*WRITTEN INSTRUCTION:* Each entry must appear again exactly as it does in the source.

═══ LISTED RECORDS

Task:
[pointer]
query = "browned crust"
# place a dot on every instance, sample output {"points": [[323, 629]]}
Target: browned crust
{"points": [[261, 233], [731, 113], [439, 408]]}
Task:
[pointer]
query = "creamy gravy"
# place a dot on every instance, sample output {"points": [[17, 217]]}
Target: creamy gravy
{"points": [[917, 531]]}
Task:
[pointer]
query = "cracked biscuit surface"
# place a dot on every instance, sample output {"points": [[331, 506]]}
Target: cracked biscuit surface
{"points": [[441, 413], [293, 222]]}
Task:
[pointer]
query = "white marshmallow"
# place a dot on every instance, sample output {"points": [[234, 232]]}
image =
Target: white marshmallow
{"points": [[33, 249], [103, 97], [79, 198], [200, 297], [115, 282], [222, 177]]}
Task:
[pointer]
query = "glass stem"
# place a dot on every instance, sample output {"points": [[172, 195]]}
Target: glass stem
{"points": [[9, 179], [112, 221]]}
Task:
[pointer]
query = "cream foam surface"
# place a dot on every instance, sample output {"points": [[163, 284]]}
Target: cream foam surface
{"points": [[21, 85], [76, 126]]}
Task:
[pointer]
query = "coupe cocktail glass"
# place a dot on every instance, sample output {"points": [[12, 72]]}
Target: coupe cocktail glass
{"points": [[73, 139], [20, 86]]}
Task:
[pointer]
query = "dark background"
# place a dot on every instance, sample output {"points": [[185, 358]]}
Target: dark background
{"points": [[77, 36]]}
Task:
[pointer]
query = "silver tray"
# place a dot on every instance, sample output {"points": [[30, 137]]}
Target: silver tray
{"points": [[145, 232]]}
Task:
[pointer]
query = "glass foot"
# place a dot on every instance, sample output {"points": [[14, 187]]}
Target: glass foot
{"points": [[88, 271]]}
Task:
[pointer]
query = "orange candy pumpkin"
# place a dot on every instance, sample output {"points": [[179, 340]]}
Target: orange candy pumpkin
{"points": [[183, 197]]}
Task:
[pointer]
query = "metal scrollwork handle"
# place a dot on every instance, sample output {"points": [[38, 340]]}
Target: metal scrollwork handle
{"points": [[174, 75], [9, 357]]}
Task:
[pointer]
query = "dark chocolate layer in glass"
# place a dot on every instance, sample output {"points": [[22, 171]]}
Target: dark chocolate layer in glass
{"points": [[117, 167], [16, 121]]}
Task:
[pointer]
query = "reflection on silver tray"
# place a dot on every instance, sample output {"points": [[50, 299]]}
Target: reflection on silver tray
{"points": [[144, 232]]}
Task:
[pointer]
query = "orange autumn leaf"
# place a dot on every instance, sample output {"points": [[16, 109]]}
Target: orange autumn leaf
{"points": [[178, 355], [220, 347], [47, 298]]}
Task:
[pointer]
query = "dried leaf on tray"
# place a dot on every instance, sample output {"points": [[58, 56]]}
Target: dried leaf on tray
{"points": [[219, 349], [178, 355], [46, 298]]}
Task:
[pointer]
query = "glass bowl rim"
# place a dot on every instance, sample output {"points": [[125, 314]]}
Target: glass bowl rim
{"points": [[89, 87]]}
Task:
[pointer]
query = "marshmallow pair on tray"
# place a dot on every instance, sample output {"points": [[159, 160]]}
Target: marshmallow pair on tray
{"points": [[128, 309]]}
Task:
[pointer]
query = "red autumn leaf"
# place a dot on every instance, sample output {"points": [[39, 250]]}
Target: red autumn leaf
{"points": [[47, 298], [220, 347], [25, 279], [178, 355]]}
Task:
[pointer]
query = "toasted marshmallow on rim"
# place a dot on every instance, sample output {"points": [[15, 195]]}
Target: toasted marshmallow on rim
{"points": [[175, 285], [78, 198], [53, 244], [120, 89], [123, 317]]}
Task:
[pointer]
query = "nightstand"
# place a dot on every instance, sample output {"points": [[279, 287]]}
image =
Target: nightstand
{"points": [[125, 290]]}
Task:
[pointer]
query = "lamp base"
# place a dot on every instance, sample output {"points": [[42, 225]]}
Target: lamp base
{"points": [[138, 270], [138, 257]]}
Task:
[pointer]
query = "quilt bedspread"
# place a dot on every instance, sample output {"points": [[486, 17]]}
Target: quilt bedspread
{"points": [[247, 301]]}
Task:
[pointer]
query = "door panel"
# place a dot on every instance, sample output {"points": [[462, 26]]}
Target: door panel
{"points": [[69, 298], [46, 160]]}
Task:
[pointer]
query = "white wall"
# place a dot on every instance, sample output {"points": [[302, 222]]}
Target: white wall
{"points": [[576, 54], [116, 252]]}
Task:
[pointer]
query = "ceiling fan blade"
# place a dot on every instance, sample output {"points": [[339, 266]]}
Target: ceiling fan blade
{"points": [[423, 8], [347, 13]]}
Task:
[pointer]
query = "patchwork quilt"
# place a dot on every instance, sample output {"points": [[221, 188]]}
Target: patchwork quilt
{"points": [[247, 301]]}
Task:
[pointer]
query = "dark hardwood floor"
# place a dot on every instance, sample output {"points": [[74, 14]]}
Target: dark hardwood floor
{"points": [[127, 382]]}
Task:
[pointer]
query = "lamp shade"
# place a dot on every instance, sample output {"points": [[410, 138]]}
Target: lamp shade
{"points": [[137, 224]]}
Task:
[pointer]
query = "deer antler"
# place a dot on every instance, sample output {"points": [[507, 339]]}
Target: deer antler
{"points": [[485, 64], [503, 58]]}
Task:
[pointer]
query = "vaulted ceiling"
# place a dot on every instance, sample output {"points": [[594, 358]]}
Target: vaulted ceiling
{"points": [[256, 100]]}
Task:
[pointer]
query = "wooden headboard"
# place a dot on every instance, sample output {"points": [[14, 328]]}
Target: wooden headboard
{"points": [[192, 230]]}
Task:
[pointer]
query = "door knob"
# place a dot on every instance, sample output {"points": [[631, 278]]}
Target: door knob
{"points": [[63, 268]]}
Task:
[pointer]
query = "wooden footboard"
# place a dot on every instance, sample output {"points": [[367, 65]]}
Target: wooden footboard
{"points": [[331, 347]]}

══════

*TASK OUTPUT:*
Task:
[pointer]
query = "browned crust"
# place a dot on every instance, sample output {"points": [[323, 629]]}
Target: browned crust
{"points": [[261, 233], [731, 113], [439, 408]]}
Task:
[pointer]
query = "creamy gravy"
# place a dot on every instance, sample output {"points": [[17, 217]]}
Target: creamy gravy
{"points": [[917, 531]]}
Task:
[pointer]
query = "cracked biscuit surface"
# place a dot on every instance, sample output {"points": [[331, 506]]}
Target: cracked biscuit surface
{"points": [[441, 413], [293, 222]]}
Task:
[pointer]
query = "white marshmallow"
# place a dot on every instance, sample output {"points": [[234, 232]]}
image =
Target: white marshmallow
{"points": [[33, 249], [103, 97], [79, 198], [200, 297], [115, 282], [222, 177]]}
Task:
[pointer]
query = "glass stem"
# place a dot on every instance, sample output {"points": [[172, 195]]}
Target: glass stem
{"points": [[9, 179], [112, 221]]}
Task:
[pointer]
query = "cream foam surface"
# place a dot on every instance, sample output {"points": [[163, 284]]}
Target: cream foam surface
{"points": [[21, 85], [76, 126]]}
Task:
[pointer]
query = "coupe cocktail glass"
# place a dot on every instance, sample output {"points": [[12, 72]]}
Target: coupe cocktail glass
{"points": [[73, 139], [20, 86]]}
Task:
[pointer]
query = "dark background"
# place a dot on every instance, sample output {"points": [[185, 358]]}
Target: dark background
{"points": [[77, 36]]}
Task:
[pointer]
query = "silver tray"
# place a dot on every instance, sample output {"points": [[30, 137]]}
Target: silver tray
{"points": [[145, 232]]}
Task:
[pointer]
query = "glass foot"
# place a dot on every instance, sample output {"points": [[14, 187]]}
Target: glass foot
{"points": [[88, 271]]}
Task:
[pointer]
query = "orange candy pumpkin"
# place a dot on every instance, sample output {"points": [[179, 340]]}
Target: orange candy pumpkin
{"points": [[183, 197]]}
Task:
[pointer]
query = "metal scrollwork handle"
# place a dot on every instance, sample output {"points": [[38, 340]]}
Target: metal scrollwork handle
{"points": [[174, 75], [9, 357]]}
Task:
[pointer]
query = "dark chocolate layer in glass"
# place a dot on every instance, sample output {"points": [[22, 171]]}
Target: dark chocolate layer in glass
{"points": [[117, 167], [16, 121]]}
Task:
[pointer]
query = "reflection on silver tray"
# place a dot on every instance, sample output {"points": [[50, 299]]}
Target: reflection on silver tray
{"points": [[144, 232]]}
Task:
[pointer]
query = "orange autumn leaf"
# place a dot on every instance, sample output {"points": [[16, 109]]}
Target: orange autumn leaf
{"points": [[178, 355], [220, 347], [47, 298]]}
Task:
[pointer]
query = "dried leaf on tray"
# place a dot on every instance, sample output {"points": [[58, 56]]}
Target: dried leaf on tray
{"points": [[219, 349], [178, 355], [46, 298]]}
Task:
[pointer]
query = "glass bowl rim"
# place a dot on every instance, sample output {"points": [[125, 314]]}
Target: glass bowl rim
{"points": [[89, 87]]}
Task:
[pointer]
query = "marshmallow pair on tray"
# place a dot on every instance, sample output {"points": [[159, 160]]}
Target: marshmallow pair on tray
{"points": [[128, 309]]}
Task:
[pointer]
query = "red autumn leaf"
# place a dot on every instance, sample output {"points": [[39, 250]]}
Target: red autumn leaf
{"points": [[47, 298], [220, 347], [25, 279], [178, 355]]}
Task:
[pointer]
query = "toasted marshmallow on rim"
# place a dot on every instance, sample output {"points": [[15, 195]]}
Target: toasted marshmallow on rim
{"points": [[175, 285], [78, 198], [53, 244], [120, 89], [123, 317]]}
Task:
[pointer]
query = "nightstand"
# place a dot on every instance, sample output {"points": [[279, 287]]}
image =
Target: nightstand
{"points": [[125, 290]]}
Task:
[pointer]
query = "lamp base"
# place a dot on every instance, sample output {"points": [[42, 225]]}
Target: lamp base
{"points": [[138, 270], [138, 257]]}
Task:
[pointer]
query = "quilt bedspread"
# place a dot on every instance, sample output {"points": [[486, 17]]}
Target: quilt bedspread
{"points": [[247, 301]]}
Task:
[pointer]
query = "door panel"
# place a dot on every instance, sample output {"points": [[462, 26]]}
Target: door panel
{"points": [[69, 298], [46, 160]]}
Task:
[pointer]
query = "white wall"
# place a dot on every instance, sample output {"points": [[302, 222]]}
Target: white wall
{"points": [[576, 54], [116, 252]]}
Task:
[pointer]
query = "ceiling fan blade"
# place a dot on every instance, sample output {"points": [[339, 266]]}
Target: ceiling fan blade
{"points": [[423, 8], [347, 13]]}
Task:
[pointer]
query = "patchwork quilt"
# place a dot on every instance, sample output {"points": [[221, 188]]}
Target: patchwork quilt
{"points": [[247, 301]]}
Task:
[pointer]
query = "dark hardwood floor"
# place a dot on every instance, sample output {"points": [[74, 14]]}
Target: dark hardwood floor
{"points": [[127, 382]]}
Task:
[pointer]
query = "lamp shade"
# place a dot on every instance, sample output {"points": [[410, 138]]}
Target: lamp shade
{"points": [[137, 224]]}
Task:
[pointer]
query = "deer antler"
# place a dot on every instance, sample output {"points": [[507, 339]]}
Target: deer antler
{"points": [[485, 64], [503, 58]]}
Task:
[pointer]
query = "vaulted ceiling"
# place a dot on every instance, sample output {"points": [[594, 358]]}
Target: vaulted ceiling
{"points": [[256, 100]]}
Task:
[pointer]
query = "wooden headboard"
# place a dot on every instance, sample output {"points": [[14, 328]]}
Target: wooden headboard
{"points": [[192, 230]]}
Task:
[pointer]
query = "door knob"
# place a dot on every instance, sample output {"points": [[631, 278]]}
Target: door knob
{"points": [[63, 268]]}
Task:
[pointer]
query = "wooden footboard"
# place a dot on every instance, sample output {"points": [[367, 65]]}
Target: wooden footboard
{"points": [[331, 347]]}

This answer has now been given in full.